* [Text provided]:
* * * *
Below you will find the important quotes in The Disappearing Spoon related to the theme of Science for Good vs. for Evil.
Introduction Quotes

The periodic table is, finally, an anthropological marvel, a human artifact that reflects all of the wonderful and artful and ugly aspects of human beings and how we interact with the physical world—the history of our species written in a compact and elegant script.

Related Characters: Sam Kean (speaker)
Related Symbols: The Periodic Table
Page Number: 8
Explanation and Analysis:
Chapter 5: Elements in Times of War Quotes

With cheap industrial fertilizers now available, farmers no longer were limited to compost piles or dung to nourish their soil. Even by the time World War I broke out, Haber had likely saved millions from Malthusian starvation, and we can still thank him for feeding most of the world’s 6.7 billion people today.

What’s lost in that summary is that Haber cared little about fertilizers, despite what he sometimes said to the contrary. He actually pursued cheap ammonia to help Germany build nitrogen explosives […] It’s a sad truth that men like Haber pop up frequently throughout history—petty Fausts who twist scientific innovations into efficient killing devices.

Related Characters: Sam Kean (speaker), Fritz Haber, Johann Wolfgang von Goethe
Page Number: 83-84
Explanation and Analysis:

In 1919, before the dust (or gas) of World War I had settled, Haber won the vacant 1918 Nobel Prize in chemistry (the Nobels were suspended during the war) for his process to produce ammonia from nitrogen, even though his fertilizers hadn’t protected thousands of Germans from famine during the war. A year later, he was charged with being an international war criminal for prosecuting a campaign of chemical warfare that had maimed hundreds of thousands of people and terrorized millions more—a contradictory, almost self-canceling legacy.

Related Characters: Sam Kean (speaker), Fritz Haber, Clara Immerwahr
Page Number: 87
Explanation and Analysis:
Chapter 6: Completing the Table…with a Bang Quotes

But notice the dates here. Just as the basic understanding of electrons, protons, and neutrons fell into place, the old-world political order was disintegrating. By the time Alvarez read about uranium fission in his barber’s smock, Europe was doomed.

Related Characters: Sam Kean (speaker), Luis Alvarez, Otto Hahn
Page Number: 106
Explanation and Analysis:
Chapter 10: Take Two Elements, Call Me in the Morning Quotes

Obscure elements do obscure things inside the body—often bad, but sometimes good. An element toxic in one circumstance can become a lifesaving drug in another, and elements that get metabolized in unexpected ways can provide new diagnostic tools in doctor’s clinics.

Related Characters: Sam Kean (speaker)
Page Number: 167
Explanation and Analysis:
Chapter 12: Political Elements Quotes

The human mind and brain are the most complex structures known to exist. They burden humans with strong, complicated, and often contradictory desires, and even something as austere and scientifically pure as the periodic table reflects those desires. Fallible human beings constructed the periodic table, after all […] The periodic table embodies our frustrations and failures in every human field: economics, psychology, the arts, and—as the legacy of Gandhi and the trials of iodine prove—politics. No less than a scientific, there’s a social history of the elements.
* * * *
* [Items from a data source]:
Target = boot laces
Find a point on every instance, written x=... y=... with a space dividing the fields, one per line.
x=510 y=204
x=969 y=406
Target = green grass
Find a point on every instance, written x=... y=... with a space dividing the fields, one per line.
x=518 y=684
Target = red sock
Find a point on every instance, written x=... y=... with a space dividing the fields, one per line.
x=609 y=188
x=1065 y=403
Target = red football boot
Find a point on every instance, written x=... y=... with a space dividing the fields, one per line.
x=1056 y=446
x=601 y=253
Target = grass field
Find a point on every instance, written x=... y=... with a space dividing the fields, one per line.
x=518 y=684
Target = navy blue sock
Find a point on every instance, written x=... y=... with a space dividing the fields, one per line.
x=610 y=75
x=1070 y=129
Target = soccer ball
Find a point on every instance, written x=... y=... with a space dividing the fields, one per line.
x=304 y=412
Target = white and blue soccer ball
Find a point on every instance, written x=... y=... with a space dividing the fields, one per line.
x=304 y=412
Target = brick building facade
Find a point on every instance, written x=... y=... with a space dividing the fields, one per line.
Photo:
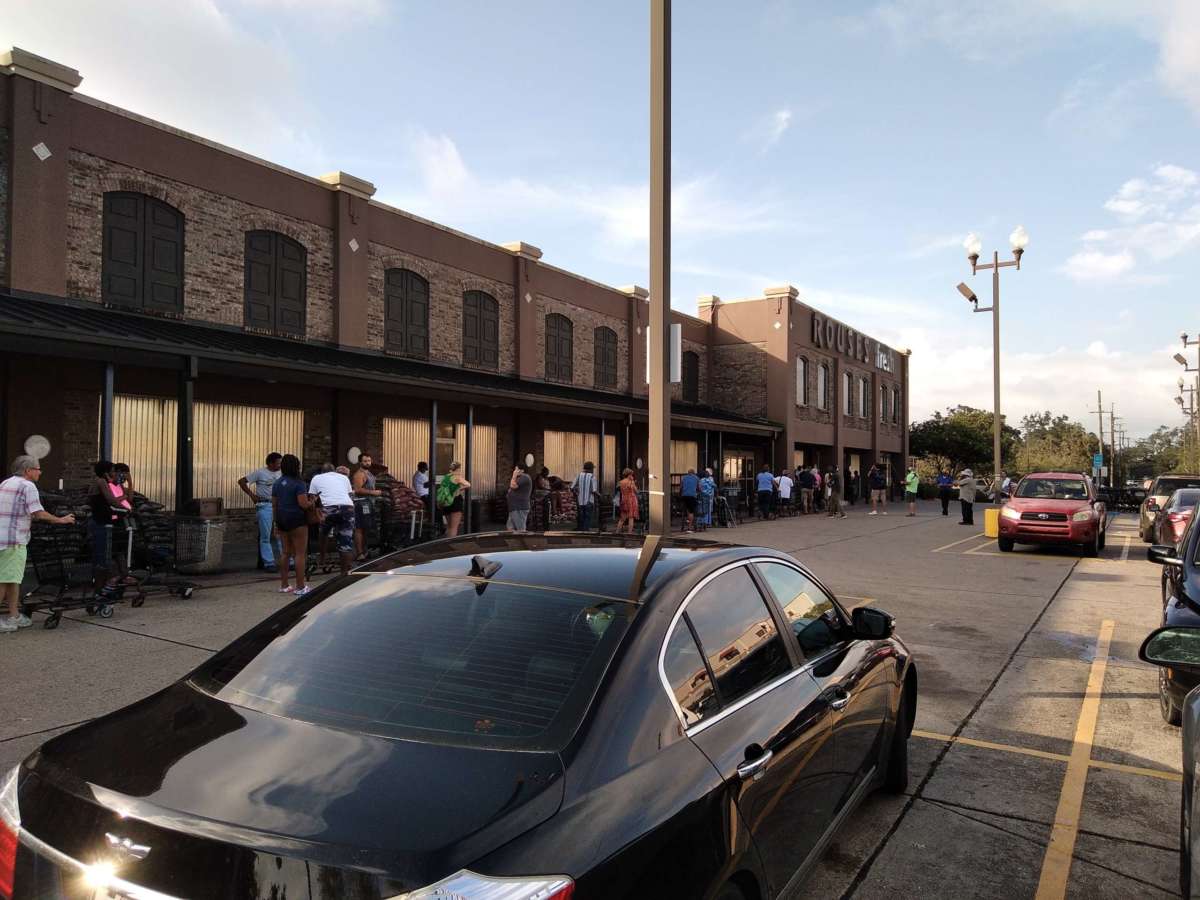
x=138 y=261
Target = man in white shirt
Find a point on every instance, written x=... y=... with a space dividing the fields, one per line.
x=334 y=490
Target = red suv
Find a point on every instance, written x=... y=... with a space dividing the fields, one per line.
x=1054 y=508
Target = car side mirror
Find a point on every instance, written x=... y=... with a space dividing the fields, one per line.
x=871 y=623
x=1173 y=646
x=1163 y=555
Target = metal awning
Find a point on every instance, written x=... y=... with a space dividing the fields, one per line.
x=63 y=327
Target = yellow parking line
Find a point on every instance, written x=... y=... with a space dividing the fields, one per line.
x=1165 y=774
x=939 y=550
x=1056 y=863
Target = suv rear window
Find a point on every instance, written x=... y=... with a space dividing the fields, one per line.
x=429 y=658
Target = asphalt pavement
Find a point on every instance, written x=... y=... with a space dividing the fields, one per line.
x=1039 y=765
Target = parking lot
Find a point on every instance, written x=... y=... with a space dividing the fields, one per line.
x=1041 y=766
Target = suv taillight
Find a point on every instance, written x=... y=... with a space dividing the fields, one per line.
x=10 y=828
x=471 y=886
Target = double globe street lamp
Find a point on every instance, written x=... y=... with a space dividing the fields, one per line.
x=1019 y=240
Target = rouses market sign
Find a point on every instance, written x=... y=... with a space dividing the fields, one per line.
x=832 y=335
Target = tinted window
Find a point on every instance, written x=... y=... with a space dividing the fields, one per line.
* * * *
* [Assignment 1]: In the quotes from The Disappearing Spoon, which people appear under "Related Characters" besides Sam Kean? List each name only once.
* [Assignment 2]: Continue the text of quotes from The Disappearing Spoon, starting after its final sentence.

* [Expected answer 1]: Fritz Haber, Johann Wolfgang von Goethe, Clara Immerwahr, Luis Alvarez, Otto Hahn

* [Expected answer 2]:
Related Characters: Sam Kean (speaker), Mahatma Gandhi
Related Symbols: The Periodic Table
Page Number: 203
Explanation and Analysis:

Like any human activity, science has always been filled with politics—with backbiting, jealousy, and petty gambits. Any look at the politics of science wouldn’t be complete without examples of those. But the twentieth century provides the best (i.e., the most appalling) historical examples of how the sweep of empires can also warp science. Politics marred the careers of probably the two greatest women scientists ever, and even purely scientific efforts to rework the periodic table opened rifts between chemists and physicists.

Related Characters: Sam Kean (speaker), Marie Curie (née Skłodowska), Pierre Curie
Related Symbols: The Periodic Table
Page Number: 205
Explanation and Analysis:

The committee could have rectified this in 1946 or later, of course, after the historical record made Meitner’s contributions clear. Even architects of the Manhattan Project admitted how much they owed her. But the Nobel committee, famous for that Time magazine once called its “old-maid peevishness,” is not prone to admit mistakes.

Related Characters: Sam Kean (speaker), Otto Hahn, Lise Meitner
Related Symbols: The Manhattan Project
Page Number: 220
Explanation and Analysis:
Chapter 13: Elements as Money Quotes

At his death in 1914, he owned Alcoa shares worth $30 million (around $650 million today). And thanks to Hall, aluminium became the utterly blasé metal we all know, the basis for pop cans and pinging Little League bats and airplane bodies. (A little anachronistically, it still sits atop the Washington Monument, too.) I suppose it depends on your taste and temperament whether you think aluminium was better of as the world’s most precious or most productive metal.

Related Characters: Sam Kean (speaker), Charles Hall
Page Number: 237
Explanation and Analysis:
Chapter 14: Artistic Elements Quotes

As science grew more sophisticated throughout its history, it grew correspondingly expensive, and money, big money, began to dictate if, when, and how science got done.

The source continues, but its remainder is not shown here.